**EXCERPTED PASSAGE**
———

A few years ago, the folks at the Free Software Foundation quietly changed the meaning of
gcc.
Whereas it originally meant "GNU C Compiler", they now say that it stands for "GNU Compiler Collection" since it has become
a front end for many different compilers.
However, I have my own theory and have decided that it really stands for "GNU Command Collection".
This is in honor of the more than 10,000 command line options
that one can pass to gcc.
Alright, maybe not 10,000... perhaps I exaggerate a wee bit. But gcc is certainly *rich* with
options -- more than I will ever use in my lifetime, I suspect. Nevertheless, I recently discovered,
among the dense forest of choices, a gcc option that is very cool and that I can't resist playing with.
This options allows you to trace all function calls in the source code. Simply include:
-finstrument-functions
on the compile command line, and gcc will insert calls to special hook functions at the entry and exit
of every function in the source code. To enable this, you must define a pair of functions with these signatures:
__cyg_profile_func_enter (void *this_fn, void *call_site)
__cyg_profile_func_exit (void *this_fn, void *call_site)
Not surprisingly, __cyg_profile_func_enter() is called at the entry of every function.
The address of the function being entered is the first parameter;
the address of the calling function is the second parameter.
Likewise, __cyg_profile_func_exit() is called at the exit point of every function,
using the same two parameters.

———

**AVAILABLE DATA**
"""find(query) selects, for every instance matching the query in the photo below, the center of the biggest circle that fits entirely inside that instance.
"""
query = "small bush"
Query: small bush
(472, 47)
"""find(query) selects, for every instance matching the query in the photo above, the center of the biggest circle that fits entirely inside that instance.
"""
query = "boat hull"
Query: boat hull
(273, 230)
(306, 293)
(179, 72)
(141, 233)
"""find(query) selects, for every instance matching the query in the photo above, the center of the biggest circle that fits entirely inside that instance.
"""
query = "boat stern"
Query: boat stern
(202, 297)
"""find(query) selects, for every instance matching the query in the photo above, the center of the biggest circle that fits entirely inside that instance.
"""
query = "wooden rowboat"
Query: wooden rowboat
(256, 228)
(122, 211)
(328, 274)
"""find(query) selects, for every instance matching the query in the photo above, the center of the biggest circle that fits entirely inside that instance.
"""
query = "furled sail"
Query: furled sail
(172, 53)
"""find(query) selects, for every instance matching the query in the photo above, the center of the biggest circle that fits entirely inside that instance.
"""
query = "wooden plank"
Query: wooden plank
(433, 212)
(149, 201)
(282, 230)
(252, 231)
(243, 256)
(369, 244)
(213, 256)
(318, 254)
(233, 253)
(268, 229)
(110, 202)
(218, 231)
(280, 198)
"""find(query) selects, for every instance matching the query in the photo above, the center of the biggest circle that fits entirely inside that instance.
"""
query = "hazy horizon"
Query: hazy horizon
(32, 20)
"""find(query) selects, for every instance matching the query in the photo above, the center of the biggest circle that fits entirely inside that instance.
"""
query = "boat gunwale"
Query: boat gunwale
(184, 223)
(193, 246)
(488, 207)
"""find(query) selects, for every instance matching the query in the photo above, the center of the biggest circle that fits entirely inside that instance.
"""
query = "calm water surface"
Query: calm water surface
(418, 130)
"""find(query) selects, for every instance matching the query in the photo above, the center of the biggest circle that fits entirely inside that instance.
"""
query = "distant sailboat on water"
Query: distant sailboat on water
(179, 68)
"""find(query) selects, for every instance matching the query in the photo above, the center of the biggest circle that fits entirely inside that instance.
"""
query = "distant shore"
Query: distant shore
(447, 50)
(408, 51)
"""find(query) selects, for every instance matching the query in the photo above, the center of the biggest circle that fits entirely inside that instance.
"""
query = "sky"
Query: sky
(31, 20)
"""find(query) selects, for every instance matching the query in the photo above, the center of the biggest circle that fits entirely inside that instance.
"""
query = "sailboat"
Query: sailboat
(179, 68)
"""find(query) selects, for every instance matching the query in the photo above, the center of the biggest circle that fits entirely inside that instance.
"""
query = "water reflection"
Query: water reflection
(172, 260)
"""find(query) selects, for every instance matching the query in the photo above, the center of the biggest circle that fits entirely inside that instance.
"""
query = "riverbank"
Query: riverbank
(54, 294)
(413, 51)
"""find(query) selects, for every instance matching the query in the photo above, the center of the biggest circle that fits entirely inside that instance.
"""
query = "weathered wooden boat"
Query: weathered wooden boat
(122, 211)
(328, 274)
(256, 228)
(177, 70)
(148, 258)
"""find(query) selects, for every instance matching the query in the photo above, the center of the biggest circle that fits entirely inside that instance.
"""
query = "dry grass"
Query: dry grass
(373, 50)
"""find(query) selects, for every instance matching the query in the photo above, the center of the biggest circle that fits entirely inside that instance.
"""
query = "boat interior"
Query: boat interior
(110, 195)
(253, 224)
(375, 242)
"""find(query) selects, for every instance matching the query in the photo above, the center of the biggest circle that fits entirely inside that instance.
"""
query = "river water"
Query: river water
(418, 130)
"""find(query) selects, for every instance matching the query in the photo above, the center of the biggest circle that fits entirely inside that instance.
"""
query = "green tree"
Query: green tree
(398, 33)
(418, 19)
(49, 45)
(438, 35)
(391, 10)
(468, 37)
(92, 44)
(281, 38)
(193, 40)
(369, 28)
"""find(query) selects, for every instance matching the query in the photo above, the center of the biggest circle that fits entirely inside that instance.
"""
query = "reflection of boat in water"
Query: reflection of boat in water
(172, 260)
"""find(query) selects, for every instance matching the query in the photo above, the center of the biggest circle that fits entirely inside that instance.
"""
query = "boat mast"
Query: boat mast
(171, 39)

———

**THINGS TO DO**
1) Summarize the gcc text in two sentences.
2) Give only the number of lines in the rows that contain the string "rowboat".
The rows are unrelated to the gcc text.

**SOLUTIONS TO EACH TASK**
1) Once "GNU C Compiler" and now officially "GNU Compiler Collection," gcc has so many command-line options that the writer jokes it really stands for "GNU Command Collection." One of them, -finstrument-functions, makes gcc insert calls to __cyg_profile_func_enter() and __cyg_profile_func_exit() at the entry and exit of every function, passing the address of the function and the address of its caller.

2) 2